*** Begin section ***

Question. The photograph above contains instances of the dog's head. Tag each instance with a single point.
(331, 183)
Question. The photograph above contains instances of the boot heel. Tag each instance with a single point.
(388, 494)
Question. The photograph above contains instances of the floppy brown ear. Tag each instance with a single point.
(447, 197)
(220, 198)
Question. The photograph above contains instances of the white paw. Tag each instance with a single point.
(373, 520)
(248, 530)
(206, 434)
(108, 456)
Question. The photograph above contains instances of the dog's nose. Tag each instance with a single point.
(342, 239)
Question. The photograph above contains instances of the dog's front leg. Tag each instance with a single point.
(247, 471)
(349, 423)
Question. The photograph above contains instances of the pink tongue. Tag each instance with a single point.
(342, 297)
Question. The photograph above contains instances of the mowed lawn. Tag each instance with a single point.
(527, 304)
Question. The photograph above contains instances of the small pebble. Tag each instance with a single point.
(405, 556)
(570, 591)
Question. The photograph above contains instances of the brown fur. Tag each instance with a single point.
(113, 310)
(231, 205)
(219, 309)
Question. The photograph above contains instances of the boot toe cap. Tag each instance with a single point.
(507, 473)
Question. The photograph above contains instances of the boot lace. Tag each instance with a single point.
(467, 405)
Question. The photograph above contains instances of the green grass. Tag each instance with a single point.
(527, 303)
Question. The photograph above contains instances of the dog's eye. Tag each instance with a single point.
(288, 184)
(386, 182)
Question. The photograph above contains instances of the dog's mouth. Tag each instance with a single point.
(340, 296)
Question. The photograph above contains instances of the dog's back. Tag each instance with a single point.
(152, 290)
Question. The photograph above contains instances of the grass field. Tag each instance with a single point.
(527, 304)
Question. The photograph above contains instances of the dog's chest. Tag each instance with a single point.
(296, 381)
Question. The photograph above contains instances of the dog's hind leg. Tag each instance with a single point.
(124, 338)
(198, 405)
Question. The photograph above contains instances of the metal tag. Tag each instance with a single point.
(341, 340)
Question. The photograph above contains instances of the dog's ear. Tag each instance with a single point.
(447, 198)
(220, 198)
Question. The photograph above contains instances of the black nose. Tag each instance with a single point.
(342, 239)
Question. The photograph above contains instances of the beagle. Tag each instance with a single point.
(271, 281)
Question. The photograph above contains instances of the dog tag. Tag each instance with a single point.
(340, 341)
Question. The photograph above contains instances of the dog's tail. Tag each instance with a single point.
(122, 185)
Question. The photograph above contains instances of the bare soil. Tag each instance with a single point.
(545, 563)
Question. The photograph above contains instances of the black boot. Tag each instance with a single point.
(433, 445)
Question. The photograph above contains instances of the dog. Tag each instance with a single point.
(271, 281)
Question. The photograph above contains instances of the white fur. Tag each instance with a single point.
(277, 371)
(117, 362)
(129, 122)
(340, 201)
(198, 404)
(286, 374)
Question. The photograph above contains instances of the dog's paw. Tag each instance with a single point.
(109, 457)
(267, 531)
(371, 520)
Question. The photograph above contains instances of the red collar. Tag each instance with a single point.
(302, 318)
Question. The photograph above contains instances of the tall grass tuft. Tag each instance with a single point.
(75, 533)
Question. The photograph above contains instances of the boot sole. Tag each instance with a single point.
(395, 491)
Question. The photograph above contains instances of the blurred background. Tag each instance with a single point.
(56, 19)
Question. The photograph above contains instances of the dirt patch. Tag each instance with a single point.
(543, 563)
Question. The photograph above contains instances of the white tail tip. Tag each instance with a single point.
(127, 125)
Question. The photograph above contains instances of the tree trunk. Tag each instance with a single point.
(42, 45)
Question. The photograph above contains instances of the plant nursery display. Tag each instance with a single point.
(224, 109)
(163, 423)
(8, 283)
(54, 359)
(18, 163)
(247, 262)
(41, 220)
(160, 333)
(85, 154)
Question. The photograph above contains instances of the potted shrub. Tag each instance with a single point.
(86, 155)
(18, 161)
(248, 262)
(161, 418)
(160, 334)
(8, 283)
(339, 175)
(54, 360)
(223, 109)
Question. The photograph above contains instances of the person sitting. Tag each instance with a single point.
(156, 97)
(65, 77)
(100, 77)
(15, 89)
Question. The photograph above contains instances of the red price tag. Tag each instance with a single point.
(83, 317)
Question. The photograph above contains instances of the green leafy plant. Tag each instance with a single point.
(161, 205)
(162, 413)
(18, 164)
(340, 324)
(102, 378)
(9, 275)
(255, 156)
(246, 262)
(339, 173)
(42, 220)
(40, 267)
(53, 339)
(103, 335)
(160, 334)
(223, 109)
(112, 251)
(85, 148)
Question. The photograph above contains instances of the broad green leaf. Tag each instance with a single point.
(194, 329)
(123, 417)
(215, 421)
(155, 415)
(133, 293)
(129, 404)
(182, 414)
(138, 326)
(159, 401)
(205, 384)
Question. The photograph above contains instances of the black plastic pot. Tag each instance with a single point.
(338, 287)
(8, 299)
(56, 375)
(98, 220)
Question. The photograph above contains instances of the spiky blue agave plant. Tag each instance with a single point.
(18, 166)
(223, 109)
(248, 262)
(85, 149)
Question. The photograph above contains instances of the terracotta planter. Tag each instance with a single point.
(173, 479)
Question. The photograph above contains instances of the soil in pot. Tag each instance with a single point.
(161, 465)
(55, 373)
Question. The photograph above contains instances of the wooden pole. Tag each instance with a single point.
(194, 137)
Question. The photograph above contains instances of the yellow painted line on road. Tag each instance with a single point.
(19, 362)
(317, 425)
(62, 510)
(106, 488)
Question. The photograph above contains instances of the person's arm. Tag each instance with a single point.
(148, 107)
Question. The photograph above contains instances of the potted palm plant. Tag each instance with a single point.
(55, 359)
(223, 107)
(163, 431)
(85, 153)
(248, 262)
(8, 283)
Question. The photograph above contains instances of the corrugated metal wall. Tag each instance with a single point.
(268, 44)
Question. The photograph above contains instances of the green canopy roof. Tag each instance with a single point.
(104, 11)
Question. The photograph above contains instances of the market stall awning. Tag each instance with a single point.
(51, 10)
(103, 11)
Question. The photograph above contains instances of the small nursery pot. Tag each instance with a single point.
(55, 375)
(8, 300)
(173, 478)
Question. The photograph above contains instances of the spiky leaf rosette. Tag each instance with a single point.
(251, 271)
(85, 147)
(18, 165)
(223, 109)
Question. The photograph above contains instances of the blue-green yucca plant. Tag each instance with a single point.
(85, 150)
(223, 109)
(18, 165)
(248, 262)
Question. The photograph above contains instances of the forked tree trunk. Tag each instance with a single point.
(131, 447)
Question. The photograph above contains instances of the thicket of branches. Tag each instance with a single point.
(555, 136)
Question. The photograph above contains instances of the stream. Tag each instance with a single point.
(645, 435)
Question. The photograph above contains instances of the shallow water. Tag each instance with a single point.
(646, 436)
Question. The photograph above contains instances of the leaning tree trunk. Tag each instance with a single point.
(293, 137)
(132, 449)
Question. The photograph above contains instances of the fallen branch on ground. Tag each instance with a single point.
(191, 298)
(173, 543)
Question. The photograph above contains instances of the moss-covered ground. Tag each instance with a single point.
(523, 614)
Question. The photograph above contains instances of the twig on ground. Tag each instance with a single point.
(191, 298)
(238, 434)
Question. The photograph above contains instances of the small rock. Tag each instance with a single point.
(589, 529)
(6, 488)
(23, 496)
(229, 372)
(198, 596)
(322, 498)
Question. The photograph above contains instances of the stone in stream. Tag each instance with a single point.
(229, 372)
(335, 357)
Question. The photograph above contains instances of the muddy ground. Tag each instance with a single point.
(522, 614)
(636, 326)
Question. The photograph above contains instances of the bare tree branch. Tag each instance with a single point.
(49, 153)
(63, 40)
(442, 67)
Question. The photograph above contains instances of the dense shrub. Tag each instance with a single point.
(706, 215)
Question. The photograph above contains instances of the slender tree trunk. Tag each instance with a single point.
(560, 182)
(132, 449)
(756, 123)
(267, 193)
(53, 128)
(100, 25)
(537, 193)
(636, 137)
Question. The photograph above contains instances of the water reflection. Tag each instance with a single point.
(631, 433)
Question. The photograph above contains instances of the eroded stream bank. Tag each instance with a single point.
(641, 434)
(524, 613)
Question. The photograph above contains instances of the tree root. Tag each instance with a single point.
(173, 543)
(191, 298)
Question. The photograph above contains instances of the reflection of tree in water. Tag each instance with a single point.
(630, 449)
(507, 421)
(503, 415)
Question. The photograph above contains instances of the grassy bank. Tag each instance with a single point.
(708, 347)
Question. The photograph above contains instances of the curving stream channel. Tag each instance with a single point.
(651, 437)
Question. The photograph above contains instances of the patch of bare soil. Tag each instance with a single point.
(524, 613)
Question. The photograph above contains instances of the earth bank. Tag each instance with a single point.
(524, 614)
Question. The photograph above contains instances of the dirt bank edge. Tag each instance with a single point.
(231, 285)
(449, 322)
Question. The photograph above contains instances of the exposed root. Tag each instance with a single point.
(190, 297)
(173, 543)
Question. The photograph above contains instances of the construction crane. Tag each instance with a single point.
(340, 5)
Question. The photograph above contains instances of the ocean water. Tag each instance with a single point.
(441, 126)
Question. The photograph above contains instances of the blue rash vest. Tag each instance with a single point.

*** End section ***

# WHAT IS EXPECTED
Set down nothing but the lines from the one containing "Question. The photograph above contains instances of the ocean" through the end of the entries above, exactly as written, both ends counted.

# RESPONSE
Question. The photograph above contains instances of the ocean water. Tag each instance with a single point.
(441, 126)
Question. The photograph above contains instances of the blue rash vest. Tag each instance with a single point.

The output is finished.